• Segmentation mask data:

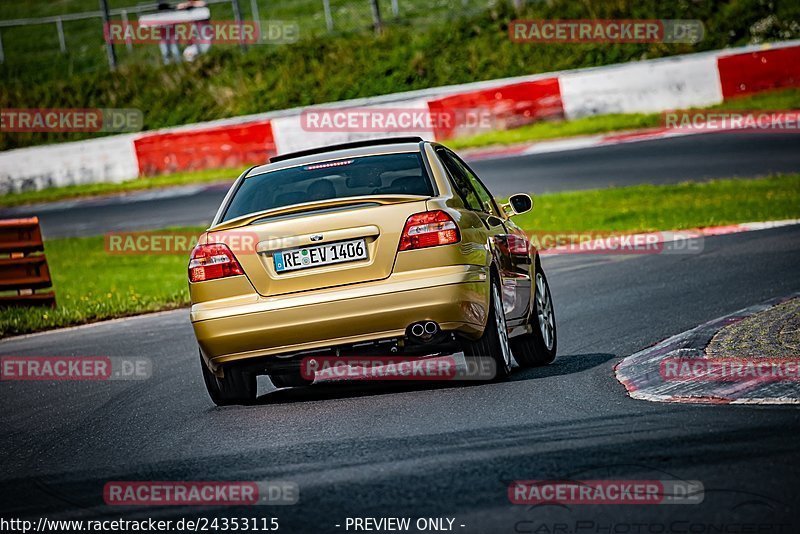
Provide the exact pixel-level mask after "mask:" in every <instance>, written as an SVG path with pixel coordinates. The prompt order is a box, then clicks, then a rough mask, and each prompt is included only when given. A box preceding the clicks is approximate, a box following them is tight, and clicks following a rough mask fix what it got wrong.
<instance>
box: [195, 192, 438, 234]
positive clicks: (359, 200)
mask: <svg viewBox="0 0 800 534" xmlns="http://www.w3.org/2000/svg"><path fill="white" fill-rule="evenodd" d="M429 198H431V197H429V196H428V195H362V196H357V197H344V198H337V199H330V200H323V201H315V202H303V203H301V204H291V205H289V206H283V207H280V208H273V209H269V210H263V211H258V212H255V213H249V214H247V215H242V216H241V217H237V218H235V219H231V220H229V221H225V222H223V223H220V224H217V225H212V226H210V227H209V228H208V229H207V230H206V231H207V232H218V231H221V230H232V229H234V228H241V227H243V226H248V225H250V224H253V223H255V222H256V221H258V220H260V219H265V218H269V217H276V216H281V215H295V214H296V215H298V216H301V215H302V214H303V213H307V212H311V211H316V210H319V209H325V208H336V207H347V206H353V205H357V204H367V203H372V204H381V205H389V204H402V203H405V202H415V201H420V200H425V201H427V200H428V199H429Z"/></svg>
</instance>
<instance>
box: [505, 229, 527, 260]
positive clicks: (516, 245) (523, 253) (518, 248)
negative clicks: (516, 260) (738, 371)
mask: <svg viewBox="0 0 800 534" xmlns="http://www.w3.org/2000/svg"><path fill="white" fill-rule="evenodd" d="M507 239H508V252H509V253H511V254H514V255H518V256H526V255H527V254H528V252H530V250H529V249H530V243H528V240H527V239H525V238H524V237H520V236H518V235H514V234H509V235H508V236H507Z"/></svg>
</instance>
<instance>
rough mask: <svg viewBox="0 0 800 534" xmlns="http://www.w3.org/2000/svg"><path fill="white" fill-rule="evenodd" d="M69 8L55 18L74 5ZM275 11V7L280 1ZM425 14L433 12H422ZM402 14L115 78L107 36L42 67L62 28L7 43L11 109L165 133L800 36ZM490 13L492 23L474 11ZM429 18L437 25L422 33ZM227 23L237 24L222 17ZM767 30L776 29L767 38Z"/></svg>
mask: <svg viewBox="0 0 800 534" xmlns="http://www.w3.org/2000/svg"><path fill="white" fill-rule="evenodd" d="M68 1H69V0H64V1H62V2H58V3H53V4H54V6H56V5H66V2H68ZM74 1H75V2H78V1H80V5H81V6H89V5H90V2H89V0H74ZM43 2H44V0H37V1H34V2H28V3H25V4H24V6H23V5H22V4H19V6H18V7H13V6H14V3H13V2H11V3H9V2H5V3H0V9H6V10H7V11H5V12H3V11H0V17H4V16H17V15H19V14H21V13H26V12H28V11H31V12H37V11H46V9H45V8H44V7H41V6H42V3H43ZM122 2H123V0H120V4H116V3H115V4H114V5H115V6H119V5H122ZM126 3H127V2H126ZM240 3H241V4H242V5H243V6H246V5H247V4H248V2H240ZM333 4H334V10H335V11H336V13H340V12H341V13H342V15H341V19H342V20H348V21H349V20H352V21H355V22H354V24H355V25H356V26H363V25H364V22H363V20H364V19H363V16H362V15H363V13H366V11H365V10H364V6H367V5H368V0H339V1H336V2H333ZM389 4H390V2H387V1H385V0H382V2H381V6H382V8H383V12H384V13H385V14H387V17H388V14H389V13H390V12H391V10H390V9H389V7H388V6H389ZM7 5H11V6H12V7H7ZM70 5H72V4H70ZM75 5H78V4H77V3H76V4H75ZM262 5H264V6H270V5H271V1H267V2H266V3H263V4H262ZM276 5H278V6H281V9H284V8H285V11H280V12H276V13H275V15H274V16H276V17H281V18H289V19H292V18H294V17H299V18H300V19H302V20H306V18H303V17H306V16H305V15H304V13H306V12H308V11H311V12H313V13H318V12H319V11H318V9H319V4H314V3H313V2H311V0H301V1H298V2H296V3H292V4H288V3H287V2H281V3H280V4H276ZM315 5H316V7H315ZM421 5H427V6H429V7H426V8H417V7H414V8H412V7H409V6H421ZM29 6H30V8H29ZM34 6H35V7H34ZM288 6H292V7H288ZM356 6H360V7H359V11H358V13H359V15H358V16H356V15H355V14H354V11H353V12H348V11H347V10H348V9H350V10H351V11H352V10H355V9H356ZM400 6H401V9H404V10H406V9H417V11H416V12H415V13H416V14H412V15H409V16H408V17H406V16H405V15H404V16H403V17H401V20H398V21H396V22H394V23H392V24H389V25H388V26H387V28H386V31H385V32H383V34H382V35H381V36H375V35H374V34H373V33H372V32H370V31H369V30H367V31H359V32H347V33H343V34H338V33H337V34H335V35H318V34H314V33H313V32H311V33H309V34H308V35H305V34H303V35H305V36H303V35H301V39H300V41H299V42H297V43H295V44H291V45H284V46H270V45H259V46H251V47H249V48H248V50H247V51H246V52H243V51H242V50H240V49H239V48H238V47H236V46H227V47H226V46H216V47H213V48H212V50H211V52H210V53H209V54H206V55H204V56H202V57H200V58H198V59H197V60H196V61H195V62H193V63H191V64H180V65H170V66H167V67H164V66H161V65H158V64H157V63H156V62H155V61H149V62H148V61H144V60H142V61H138V60H136V61H134V60H131V61H122V62H121V65H120V68H119V69H118V70H117V71H116V72H113V73H109V72H108V70H107V68H106V66H105V64H104V59H103V53H104V52H103V43H102V38H101V36H100V34H99V32H98V31H95V33H94V34H92V36H91V37H90V36H89V34H86V37H85V38H76V41H77V42H76V43H68V46H72V45H73V44H74V45H75V46H77V47H85V48H86V50H87V53H89V52H91V53H92V54H94V56H93V57H95V61H94V63H93V64H92V65H93V66H92V67H91V68H88V69H87V68H85V66H84V67H81V66H80V65H77V63H76V65H75V67H74V68H66V67H65V65H66V64H67V63H68V62H69V61H68V60H67V59H66V58H65V59H63V60H61V59H59V60H56V59H53V58H49V59H43V60H41V61H39V60H36V59H37V57H38V56H36V53H37V52H36V50H40V49H52V45H53V43H52V34H53V33H54V28H52V27H48V28H45V29H40V30H39V31H31V30H30V29H28V30H26V31H23V32H21V35H19V36H17V37H14V36H13V35H11V34H9V35H6V32H5V31H4V34H3V35H4V38H5V37H7V38H5V39H4V43H5V44H6V49H7V50H6V51H7V56H8V58H7V61H6V63H5V64H4V65H0V84H1V85H2V90H0V108H54V107H63V108H133V109H140V110H142V112H143V115H144V129H146V130H153V129H156V128H162V127H169V126H176V125H180V124H189V123H194V122H201V121H207V120H213V119H220V118H227V117H234V116H240V115H246V114H252V113H262V112H266V111H270V110H280V109H288V108H292V107H297V106H308V105H312V104H319V103H324V102H336V101H340V100H345V99H349V98H358V97H368V96H376V95H383V94H388V93H395V92H399V91H409V90H414V89H425V88H430V87H439V86H443V85H449V84H460V83H467V82H475V81H480V80H492V79H498V78H504V77H510V76H519V75H526V74H534V73H542V72H552V71H556V70H563V69H575V68H582V67H595V66H599V65H608V64H613V63H623V62H628V61H638V60H643V59H651V58H656V57H665V56H672V55H676V54H686V53H691V52H699V51H703V50H711V49H719V48H725V47H729V46H737V45H743V44H747V43H751V42H766V41H770V40H776V39H789V38H792V37H793V36H796V35H798V30H797V28H800V4H799V3H797V2H788V1H786V2H765V1H764V0H710V1H708V2H663V1H659V0H618V1H614V2H608V1H607V0H586V1H584V2H574V1H572V0H552V1H548V2H530V3H527V6H526V7H525V9H524V11H523V12H521V13H517V12H515V11H514V9H513V8H512V7H511V1H510V0H498V1H496V2H492V3H489V2H485V1H478V0H470V8H469V9H467V10H466V11H465V10H464V9H463V8H462V7H461V2H460V0H449V1H447V2H444V1H441V0H440V1H436V2H432V3H427V4H426V3H424V2H422V1H421V0H403V1H401V2H400ZM448 6H449V8H448ZM479 6H483V8H484V9H483V10H482V11H479V12H476V11H475V10H474V9H472V7H479ZM222 7H224V6H221V8H222ZM53 9H54V10H55V9H56V8H55V7H54V8H53ZM92 9H95V7H93V8H92ZM265 9H267V8H266V7H265ZM26 10H27V11H26ZM4 13H6V14H4ZM284 13H285V14H284ZM429 15H430V17H432V18H433V19H434V20H433V22H432V23H430V24H428V23H422V22H421V21H422V20H424V19H425V18H426V17H428V16H429ZM266 16H270V15H269V12H268V11H263V12H262V17H266ZM219 17H221V18H228V17H229V16H228V15H226V14H224V13H223V14H220V15H219ZM334 17H335V18H336V14H335V15H334ZM516 18H533V19H554V18H561V19H587V18H621V19H637V18H643V19H699V20H701V21H703V23H704V24H705V27H706V38H705V39H704V40H703V41H702V42H701V43H699V44H698V45H690V44H665V43H647V44H630V43H628V44H608V43H580V44H563V43H562V44H558V43H550V44H539V43H514V42H512V41H511V40H510V39H509V38H508V33H507V30H508V24H509V21H511V20H513V19H516ZM315 20H317V19H315ZM359 20H361V21H362V22H358V21H359ZM366 20H368V19H366ZM763 21H769V24H764V23H761V24H759V22H763ZM92 23H93V24H95V23H94V22H92ZM315 23H316V22H315ZM9 31H10V30H9ZM87 31H88V30H87ZM43 32H45V33H46V35H45V33H43ZM12 37H13V38H12ZM69 40H71V39H69V38H68V41H69ZM12 41H13V42H17V41H19V42H20V43H22V44H20V45H19V46H23V45H24V47H27V48H24V50H21V51H20V52H18V53H12V52H13V50H14V46H17V45H13V42H12ZM12 45H13V46H12ZM121 48H122V49H124V47H121ZM145 48H146V50H147V51H149V52H148V53H149V54H151V55H154V54H157V52H156V51H155V48H156V47H155V46H153V45H150V46H148V47H145ZM121 53H123V52H121ZM143 53H144V52H143ZM39 59H41V58H39ZM75 61H76V62H77V61H78V60H77V59H76V60H75ZM299 66H300V67H299ZM90 137H96V135H95V134H91V133H87V132H64V133H54V132H50V133H7V134H5V135H2V136H0V150H6V149H11V148H16V147H23V146H32V145H37V144H47V143H56V142H62V141H68V140H77V139H85V138H90Z"/></svg>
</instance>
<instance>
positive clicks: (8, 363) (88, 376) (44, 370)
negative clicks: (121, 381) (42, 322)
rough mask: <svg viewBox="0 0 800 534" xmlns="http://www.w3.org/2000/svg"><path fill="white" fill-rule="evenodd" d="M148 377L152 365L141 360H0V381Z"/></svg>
mask: <svg viewBox="0 0 800 534" xmlns="http://www.w3.org/2000/svg"><path fill="white" fill-rule="evenodd" d="M152 374H153V363H152V361H151V360H150V358H143V357H135V358H122V357H112V356H2V357H0V381H107V380H145V379H147V378H150V377H151V376H152Z"/></svg>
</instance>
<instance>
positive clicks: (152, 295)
mask: <svg viewBox="0 0 800 534" xmlns="http://www.w3.org/2000/svg"><path fill="white" fill-rule="evenodd" d="M184 230H186V229H184ZM189 230H196V232H197V233H198V234H200V232H202V231H203V229H202V228H194V229H189ZM45 253H46V255H47V263H48V266H49V268H50V273H51V276H52V278H53V287H54V289H55V292H56V302H57V304H58V306H57V307H56V308H55V309H51V308H29V309H25V308H18V309H14V308H9V309H2V310H0V337H5V336H9V335H14V334H24V333H28V332H36V331H39V330H47V329H50V328H56V327H59V326H69V325H76V324H82V323H91V322H94V321H99V320H102V319H110V318H114V317H124V316H127V315H135V314H140V313H146V312H152V311H158V310H166V309H171V308H177V307H180V306H185V305H186V304H188V302H189V294H188V289H187V284H188V282H187V281H186V264H187V256H188V254H174V255H152V256H141V255H111V254H108V253H107V252H106V250H105V242H104V237H103V236H97V237H79V238H67V239H53V240H51V241H47V242H46V243H45Z"/></svg>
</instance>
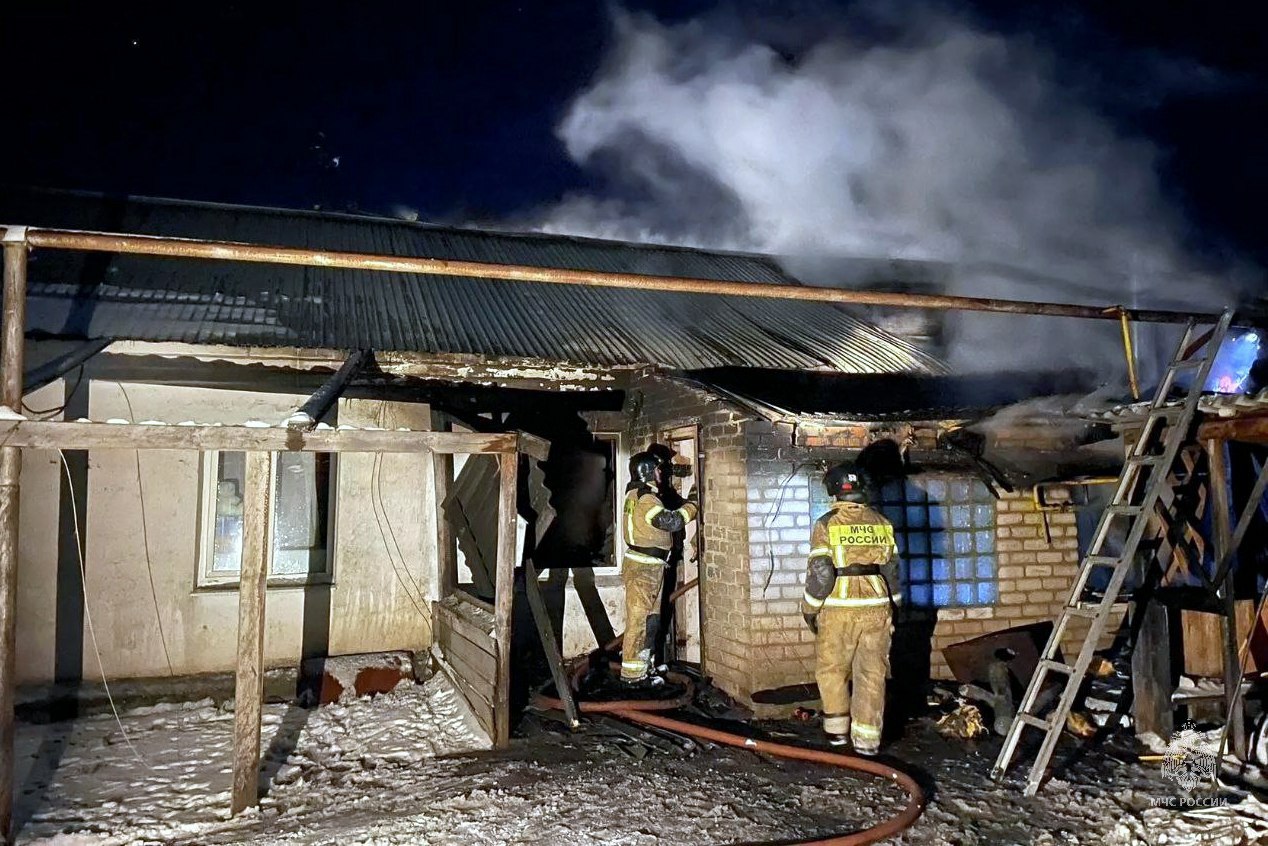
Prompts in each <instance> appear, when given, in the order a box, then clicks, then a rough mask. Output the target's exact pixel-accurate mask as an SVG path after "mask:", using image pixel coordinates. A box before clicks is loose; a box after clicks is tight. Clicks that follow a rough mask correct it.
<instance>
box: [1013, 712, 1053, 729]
mask: <svg viewBox="0 0 1268 846" xmlns="http://www.w3.org/2000/svg"><path fill="white" fill-rule="evenodd" d="M1017 719H1019V720H1022V722H1023V723H1026V724H1027V726H1032V727H1035V728H1041V729H1044V731H1045V732H1049V731H1052V723H1050V722H1047V720H1046V719H1041V718H1038V717H1035V714H1017Z"/></svg>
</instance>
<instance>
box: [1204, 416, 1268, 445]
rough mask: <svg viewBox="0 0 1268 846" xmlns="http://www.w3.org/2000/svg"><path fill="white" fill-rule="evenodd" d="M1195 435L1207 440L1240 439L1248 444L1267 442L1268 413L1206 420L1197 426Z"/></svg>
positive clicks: (1265, 442) (1205, 439)
mask: <svg viewBox="0 0 1268 846" xmlns="http://www.w3.org/2000/svg"><path fill="white" fill-rule="evenodd" d="M1197 436H1198V439H1200V440H1202V441H1207V440H1241V441H1245V443H1249V444H1268V413H1258V415H1245V416H1240V417H1227V419H1224V420H1208V421H1207V422H1205V424H1202V425H1201V426H1198V427H1197Z"/></svg>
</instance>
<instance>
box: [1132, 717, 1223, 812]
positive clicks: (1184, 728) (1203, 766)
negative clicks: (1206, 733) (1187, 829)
mask: <svg viewBox="0 0 1268 846" xmlns="http://www.w3.org/2000/svg"><path fill="white" fill-rule="evenodd" d="M1201 739H1202V737H1201V734H1200V733H1198V731H1197V727H1196V726H1194V724H1193V723H1192V722H1189V723H1184V726H1183V727H1181V731H1179V732H1177V733H1175V736H1174V737H1173V738H1172V742H1170V743H1169V745H1168V746H1167V753H1165V755H1164V756H1163V778H1164V779H1170V780H1172V781H1174V783H1175V784H1178V785H1179V786H1181V789H1182V790H1183V791H1184V793H1186V794H1189V793H1192V791H1193V790H1194V789H1197V788H1202V786H1213V785H1215V784H1216V774H1217V772H1219V770H1220V760H1219V757H1216V756H1215V755H1212V753H1211V752H1208V751H1203V750H1202V748H1201V745H1200V742H1201ZM1227 803H1229V800H1227V798H1224V797H1196V795H1181V797H1158V798H1155V799H1153V800H1151V804H1153V805H1155V807H1158V805H1161V807H1169V808H1182V807H1210V805H1225V804H1227Z"/></svg>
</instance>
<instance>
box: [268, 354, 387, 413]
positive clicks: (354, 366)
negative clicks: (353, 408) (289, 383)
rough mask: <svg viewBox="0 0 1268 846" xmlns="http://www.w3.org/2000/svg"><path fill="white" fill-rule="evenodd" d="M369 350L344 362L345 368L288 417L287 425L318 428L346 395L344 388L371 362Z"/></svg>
mask: <svg viewBox="0 0 1268 846" xmlns="http://www.w3.org/2000/svg"><path fill="white" fill-rule="evenodd" d="M369 358H370V353H369V350H356V351H354V353H353V354H351V355H349V356H347V360H346V361H344V367H341V368H339V370H336V372H335V374H333V375H331V377H330V378H328V379H326V382H325V383H323V384H322V386H321V387H320V388H317V391H314V392H313V396H311V397H308V402H306V403H304V405H302V406H299V408H297V410H295V412H294V413H292V415H290V416H289V417H287V425H288V426H290V427H292V429H303V430H311V429H313V427H316V426H317V421H318V420H321V419H322V417H325V416H326V412H327V411H330V407H331V406H333V405H335V401H336V400H339V397H340V394H342V393H344V388H346V387H347V383H349V382H351V381H353V377H355V375H356V374H358V373H360V372H361V368H364V367H365V363H366V361H368V360H369Z"/></svg>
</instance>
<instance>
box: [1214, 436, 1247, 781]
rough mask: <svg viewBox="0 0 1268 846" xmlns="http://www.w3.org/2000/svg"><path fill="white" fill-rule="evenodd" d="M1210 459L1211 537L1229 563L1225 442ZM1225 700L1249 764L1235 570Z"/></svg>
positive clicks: (1226, 662) (1232, 722)
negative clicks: (1210, 490) (1239, 651)
mask: <svg viewBox="0 0 1268 846" xmlns="http://www.w3.org/2000/svg"><path fill="white" fill-rule="evenodd" d="M1206 458H1207V463H1208V464H1210V468H1211V534H1213V535H1215V538H1213V542H1215V543H1213V547H1215V559H1216V561H1227V559H1231V557H1232V554H1234V552H1235V550H1234V549H1232V525H1231V520H1232V515H1231V504H1230V502H1229V462H1227V454H1226V445H1225V443H1224V441H1217V440H1208V441H1207V443H1206ZM1220 587H1222V594H1224V595H1222V597H1221V599H1222V601H1224V613H1225V618H1224V620H1222V623H1224V691H1225V693H1224V700H1225V717H1226V718H1227V728H1226V729H1225V736H1226V737H1227V738H1229V748H1230V751H1231V752H1232V753H1234V755H1235V756H1238V758H1239V760H1241V761H1245V760H1246V726H1245V719H1244V718H1243V710H1241V708H1240V704H1239V696H1238V686H1239V685H1240V682H1241V670H1240V663H1239V661H1238V646H1239V643H1238V630H1236V629H1238V627H1236V608H1235V605H1234V602H1235V596H1234V594H1232V590H1234V585H1232V569H1231V568H1230V569H1229V571H1227V575H1226V577H1225V580H1224V585H1221V586H1220Z"/></svg>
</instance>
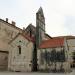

• PROBLEM TO WORK ON:
Return every line of the records that contains the string "exact".

• SOLUTION TO THIS TASK:
Provide the exact pixel-level mask after "mask:" in every <instance>, written as an SVG path with pixel coordinates. The prompt order is a box, then clicks, then a rough mask, and each prompt is included only when given. A box preceding the clicks is approximate, a box following them is tight, and clicks following a rough mask fix what it got wrong.
Prompts in each <instance> appear, when given, in the order a box, then clicks, then a rough mask. Output the target's exact pixel-accurate mask as an SVG path after "mask:", using image pixel coordinates. A box before clicks is loose; a box after clicks is tight. Clicks that follow a rough mask correct it.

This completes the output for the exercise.